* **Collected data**

+ + +

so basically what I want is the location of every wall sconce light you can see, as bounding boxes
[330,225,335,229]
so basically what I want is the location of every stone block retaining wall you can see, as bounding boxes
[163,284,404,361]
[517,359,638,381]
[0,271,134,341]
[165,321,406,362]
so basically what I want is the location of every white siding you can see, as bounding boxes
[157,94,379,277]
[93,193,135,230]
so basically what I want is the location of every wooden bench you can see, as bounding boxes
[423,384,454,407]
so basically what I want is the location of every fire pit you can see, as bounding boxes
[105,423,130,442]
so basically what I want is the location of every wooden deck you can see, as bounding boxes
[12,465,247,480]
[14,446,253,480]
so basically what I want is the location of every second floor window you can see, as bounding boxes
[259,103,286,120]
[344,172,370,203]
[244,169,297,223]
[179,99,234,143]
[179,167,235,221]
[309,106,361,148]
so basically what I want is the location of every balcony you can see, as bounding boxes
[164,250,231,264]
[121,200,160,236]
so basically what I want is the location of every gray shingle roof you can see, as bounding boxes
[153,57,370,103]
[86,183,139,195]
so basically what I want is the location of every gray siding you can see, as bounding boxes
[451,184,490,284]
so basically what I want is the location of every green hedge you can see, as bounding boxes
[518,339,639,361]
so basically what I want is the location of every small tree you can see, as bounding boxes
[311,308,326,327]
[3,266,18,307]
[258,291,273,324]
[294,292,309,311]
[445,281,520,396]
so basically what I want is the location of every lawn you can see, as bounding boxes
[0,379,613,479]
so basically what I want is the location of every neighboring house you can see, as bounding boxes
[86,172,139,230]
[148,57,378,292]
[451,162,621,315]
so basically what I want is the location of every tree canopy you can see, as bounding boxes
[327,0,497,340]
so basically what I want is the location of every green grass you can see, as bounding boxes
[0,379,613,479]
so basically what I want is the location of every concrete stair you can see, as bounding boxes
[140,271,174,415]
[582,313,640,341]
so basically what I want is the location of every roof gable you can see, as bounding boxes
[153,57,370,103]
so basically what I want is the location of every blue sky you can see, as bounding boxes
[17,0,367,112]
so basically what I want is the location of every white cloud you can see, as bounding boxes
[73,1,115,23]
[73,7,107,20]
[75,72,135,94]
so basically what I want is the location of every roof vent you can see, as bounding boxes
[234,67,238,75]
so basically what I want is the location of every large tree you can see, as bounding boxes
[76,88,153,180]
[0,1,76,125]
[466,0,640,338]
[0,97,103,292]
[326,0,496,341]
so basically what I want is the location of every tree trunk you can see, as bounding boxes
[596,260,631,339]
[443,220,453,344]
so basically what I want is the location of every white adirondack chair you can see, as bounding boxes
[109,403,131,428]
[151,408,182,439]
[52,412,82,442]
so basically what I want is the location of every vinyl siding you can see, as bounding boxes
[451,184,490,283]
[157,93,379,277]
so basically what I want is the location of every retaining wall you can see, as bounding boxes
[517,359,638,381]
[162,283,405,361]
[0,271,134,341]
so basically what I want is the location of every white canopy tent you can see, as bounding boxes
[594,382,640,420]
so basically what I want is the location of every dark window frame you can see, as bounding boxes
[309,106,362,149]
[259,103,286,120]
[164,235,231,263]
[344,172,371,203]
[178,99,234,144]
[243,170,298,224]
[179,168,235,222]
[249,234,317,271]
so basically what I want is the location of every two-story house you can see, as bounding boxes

+ + +

* **Exercise brief**
Reproduce the entries exactly, each one as given.

* **Written response**
so basically what I want is the location of every wall sconce light you can see, as bounding boxes
[330,225,335,229]
so basically what I want is the location of every stone block retaining wall you can see, as bounding boxes
[163,284,404,361]
[517,359,638,381]
[0,271,134,341]
[165,321,406,362]
so basically what I want is the location of every white siding you can see, as bounding boxes
[157,94,379,277]
[93,193,135,230]
so basically what I want is the location of every wooden bench you can see, as bounding boxes
[423,384,454,407]
so basically what I want is the location of every fire pit you can see, as bounding boxes
[105,423,130,442]
so basically what I want is the location of every wooden deck you can see, as bounding boxes
[12,465,247,480]
[14,446,253,480]
so basically what I want is the location of every second floor window you can see, as bounding boxes
[259,103,286,120]
[344,172,370,203]
[244,169,297,223]
[179,99,234,143]
[179,167,235,221]
[309,106,361,148]
so basically what I want is the location of every balcony you can see, as bounding boxes
[164,250,231,264]
[121,200,160,236]
so basically what I want is the location of every gray shingle roof you can see, as bounding boxes
[153,57,370,103]
[86,183,139,195]
so basically what I want is the location of every gray siding you can see, as bounding boxes
[451,184,490,284]
so basically what I want is the location of every green hedge you can see, as bounding boxes
[518,339,639,361]
so basically what I want is the location of every small tree you can see, as bounding boxes
[311,308,326,327]
[3,266,18,307]
[258,291,273,324]
[294,292,309,311]
[445,281,520,396]
so basically what I want is the location of every lawn you can see, as bounding boxes
[0,379,613,479]
so basically what I want is the location of every neighboring house you can see, as bounding boxes
[86,172,139,230]
[148,57,378,292]
[451,162,621,315]
so basically what I want is the location of every tree canopy you can see, as bounding boxes
[327,0,497,340]
so basically what I want is the location of every green grass you can see, as bounding boxes
[0,379,613,479]
so basically what I want is the location of every concrete stair you can see, as bounding boxes
[140,271,174,415]
[582,313,640,341]
so basically what I want is the location of every roof gable you can see, as bounding boxes
[153,57,370,103]
so basically what I want is the location of every blue sky you can see, as bounding boxes
[17,0,367,112]
so basically what I want is the location of every white cloud you can see, as bounding boxes
[73,1,115,23]
[73,7,107,20]
[75,72,135,94]
so basically what I want is the location of every roof vent you can see, as bounding boxes
[234,67,238,75]
so basically what I want is the location of every large tree you can see, as bounding boxes
[76,88,153,180]
[0,1,76,125]
[466,0,640,338]
[0,97,103,292]
[326,0,496,341]
so basically what I want is the location of every tree trunk you can see, as bounding boxes
[596,260,631,339]
[443,220,453,344]
so basically what I want is the location of every white adirondack chair you can see, as bounding boxes
[109,403,131,428]
[151,408,182,439]
[52,412,82,442]
so basically what I want is the location of every vinyl siding you can see, as bounding boxes
[451,184,490,283]
[157,93,379,277]
so basically what I want is the location of every retaining wall you can see, as bounding boxes
[517,359,638,381]
[162,283,405,361]
[0,271,134,341]
so basically what I want is the location of every white canopy tent you can see, as bounding boxes
[594,382,640,420]
so basically what I want is the location of every dark window frame you can see, as bounding boxes
[309,106,362,149]
[259,103,286,120]
[164,235,231,263]
[344,172,371,203]
[178,99,234,144]
[243,170,298,224]
[179,168,235,222]
[249,234,317,271]
so basically what I want is the location of every two-story house you can see, as bounding boxes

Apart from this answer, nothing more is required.